**Aim of the task:** When you write out the records, keep every line exactly as it is.

*** Opening of Material for this task ***

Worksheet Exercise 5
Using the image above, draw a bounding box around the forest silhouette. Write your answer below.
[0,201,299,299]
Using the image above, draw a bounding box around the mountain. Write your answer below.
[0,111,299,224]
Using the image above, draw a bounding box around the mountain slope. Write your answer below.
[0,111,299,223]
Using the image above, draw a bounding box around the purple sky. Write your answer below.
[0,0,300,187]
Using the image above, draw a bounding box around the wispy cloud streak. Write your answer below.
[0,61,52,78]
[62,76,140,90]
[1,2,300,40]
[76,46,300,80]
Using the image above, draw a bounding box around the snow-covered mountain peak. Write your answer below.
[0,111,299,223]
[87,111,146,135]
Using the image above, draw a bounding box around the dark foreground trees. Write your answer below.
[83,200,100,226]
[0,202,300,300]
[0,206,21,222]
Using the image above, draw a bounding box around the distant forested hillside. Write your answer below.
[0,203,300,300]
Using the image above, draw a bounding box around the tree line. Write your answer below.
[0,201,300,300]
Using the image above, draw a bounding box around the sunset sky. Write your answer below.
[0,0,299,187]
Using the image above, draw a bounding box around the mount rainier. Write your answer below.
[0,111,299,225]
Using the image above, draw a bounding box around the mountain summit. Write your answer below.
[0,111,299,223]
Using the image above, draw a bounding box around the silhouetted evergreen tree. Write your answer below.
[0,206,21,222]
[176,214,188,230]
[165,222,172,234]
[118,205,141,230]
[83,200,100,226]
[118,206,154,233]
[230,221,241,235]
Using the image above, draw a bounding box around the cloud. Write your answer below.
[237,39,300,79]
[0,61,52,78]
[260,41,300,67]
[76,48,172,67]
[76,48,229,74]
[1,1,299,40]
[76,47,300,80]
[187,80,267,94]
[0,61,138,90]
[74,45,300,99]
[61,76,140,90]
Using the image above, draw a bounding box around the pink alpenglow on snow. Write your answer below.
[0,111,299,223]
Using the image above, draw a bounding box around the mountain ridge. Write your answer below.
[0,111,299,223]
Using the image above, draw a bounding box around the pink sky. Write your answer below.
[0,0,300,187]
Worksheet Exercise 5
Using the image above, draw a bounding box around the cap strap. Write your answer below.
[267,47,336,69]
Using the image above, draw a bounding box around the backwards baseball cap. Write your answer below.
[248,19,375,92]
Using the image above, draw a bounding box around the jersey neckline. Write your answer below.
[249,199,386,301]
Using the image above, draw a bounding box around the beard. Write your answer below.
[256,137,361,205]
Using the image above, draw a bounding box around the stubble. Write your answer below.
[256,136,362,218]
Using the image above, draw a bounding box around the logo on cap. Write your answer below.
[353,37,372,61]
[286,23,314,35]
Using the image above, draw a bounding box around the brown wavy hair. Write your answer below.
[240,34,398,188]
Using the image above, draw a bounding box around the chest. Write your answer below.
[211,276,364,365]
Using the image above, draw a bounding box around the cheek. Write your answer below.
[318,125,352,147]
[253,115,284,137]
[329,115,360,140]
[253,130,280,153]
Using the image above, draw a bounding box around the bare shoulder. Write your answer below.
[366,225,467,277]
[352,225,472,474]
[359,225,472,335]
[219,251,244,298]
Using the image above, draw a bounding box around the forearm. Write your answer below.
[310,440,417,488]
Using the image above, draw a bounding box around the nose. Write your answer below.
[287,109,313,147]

*** Close of Material for this task ***

**Result for this exercise:**
Worksheet Exercise 5
Using the image above, draw a bounding box around the forest silhouette. Write your answer below.
[0,201,299,299]
Using the image above, draw a bounding box around the mountain. Write your answer below.
[0,111,299,224]
Using the image above, draw a bounding box around the mountain slope. Write your answer below.
[0,111,299,223]
Using the image above, draw a bounding box around the purple sky. Write your answer below.
[0,0,300,187]
Using the image above, draw a bounding box around the wispy cloud streak. Write your answer below.
[0,61,52,78]
[62,76,140,90]
[1,2,300,40]
[76,46,300,80]
Using the image above, draw a bounding box around the snow-covered mountain peak. Write your answer below.
[0,111,299,223]
[87,111,146,135]
Using the image above, draw a bounding box around the dark foreground trees. Write your answer below.
[83,200,100,226]
[0,202,300,300]
[0,206,21,222]
Using the image above, draw a bounding box around the distant forested hillside. Write your answer below.
[0,203,300,300]
Using the image above, draw a bounding box around the tree line. Write your answer below.
[0,201,300,300]
Using the image above, draw a bounding box around the sunset sky. Write your answer below.
[0,0,299,187]
Using the image above, draw a bounding box around the mount rainier. Write your answer below.
[0,111,299,225]
Using the image above, draw a bounding box around the mountain summit. Write your answer below.
[0,111,299,223]
Using the image above, draw a bounding box around the silhouetted evergreen tree. Write your answer below.
[0,206,21,222]
[176,214,188,230]
[165,222,172,234]
[118,205,141,230]
[83,200,100,226]
[118,206,154,233]
[230,221,241,235]
Using the image above, draw a bounding box around the cloud. Write your answer below.
[237,39,300,79]
[0,61,52,78]
[260,41,300,67]
[76,48,172,67]
[76,48,229,74]
[1,1,299,40]
[76,47,300,80]
[187,80,267,94]
[0,61,138,90]
[74,45,300,99]
[61,76,140,90]
Using the image above, draw a bounding box around the pink alpenglow on snow. Write your answer below.
[0,111,299,223]
Using the image above, draw a bounding box around the mountain ridge. Write your answer below.
[0,111,299,223]
Using the image above, draw a bounding box around the pink sky. Write your answer below.
[0,0,300,187]
Worksheet Exercise 5
Using the image above, draw a bounding box around the cap strap. Write your answer below.
[267,47,336,69]
Using the image above, draw a bounding box around the backwards baseball cap. Write your answer below.
[248,19,375,92]
Using the image above, draw a bounding box around the jersey neckline. Write your answer below.
[249,199,386,301]
Using the image above, draw a bounding box around the beard. Write your answer below.
[256,137,361,205]
Using the image above, draw a bounding box around the stubble. Write your answer below.
[256,136,362,218]
Using the image above, draw a bounding box around the logo on cap. Write your answer below.
[353,37,372,61]
[286,23,314,35]
Using the image above, draw a bounding box around the brown wavy hair. Write your answer below.
[240,34,398,188]
Using the image above, draw a bounding box around the chest. Write your answer below.
[211,276,364,365]
Using the image above, draw a bounding box around the cheek. Write your answer below.
[318,125,352,147]
[253,115,284,137]
[329,115,360,140]
[253,130,280,153]
Using the image above, draw a bounding box around the bare shoulder. Write your answer below.
[366,225,467,277]
[352,225,472,474]
[359,225,472,335]
[219,251,244,298]
Using the image above, draw a bounding box around the forearm. Write your answer below.
[310,440,417,488]
Using the image above, draw a bounding box around the nose. Write your answer below.
[287,109,313,147]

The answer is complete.